**JOB:** Turn every line of the material into a numbered list, leaving out blank lines and the pictures.

Saved entries
****************************************

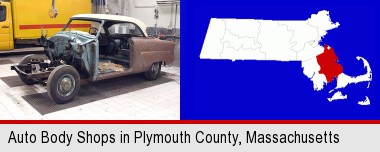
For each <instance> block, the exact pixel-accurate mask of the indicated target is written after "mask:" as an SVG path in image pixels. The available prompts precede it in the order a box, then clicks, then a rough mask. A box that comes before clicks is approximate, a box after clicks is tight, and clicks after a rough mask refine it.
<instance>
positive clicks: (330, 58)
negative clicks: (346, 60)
mask: <svg viewBox="0 0 380 152" xmlns="http://www.w3.org/2000/svg"><path fill="white" fill-rule="evenodd" d="M317 62H318V64H319V66H320V67H321V69H320V70H319V73H320V74H324V75H325V76H326V80H327V82H331V81H332V80H333V79H334V77H338V75H339V74H341V73H342V72H343V67H342V65H340V64H339V63H338V57H337V56H336V55H335V52H334V49H333V48H332V47H330V46H328V45H327V44H325V45H324V52H323V53H322V54H320V55H318V56H317Z"/></svg>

****************************************

**SOLUTION TO THE EXERCISE:**
1. For each <instance> block, the exact pixel-accurate mask of the indicated target is written after "mask:" as an SVG path in image pixels. The available prompts precede it in the order a box, then clicks, then a rough mask. A box that comes before clicks is approximate, a box after clicks is tight, and clicks after a rough mask refine it.
2. <instance>
3. positive clicks: (330, 58)
4. negative clicks: (346, 60)
5. mask: <svg viewBox="0 0 380 152" xmlns="http://www.w3.org/2000/svg"><path fill="white" fill-rule="evenodd" d="M317 62H318V64H319V66H320V67H321V69H320V70H319V73H320V74H324V75H325V76H326V80H327V82H331V81H332V80H333V79H334V77H338V75H339V74H341V73H342V72H343V67H342V65H340V64H339V63H338V57H337V56H336V55H335V52H334V49H333V48H332V47H330V46H328V45H327V44H325V45H324V52H323V53H322V54H320V55H318V56H317Z"/></svg>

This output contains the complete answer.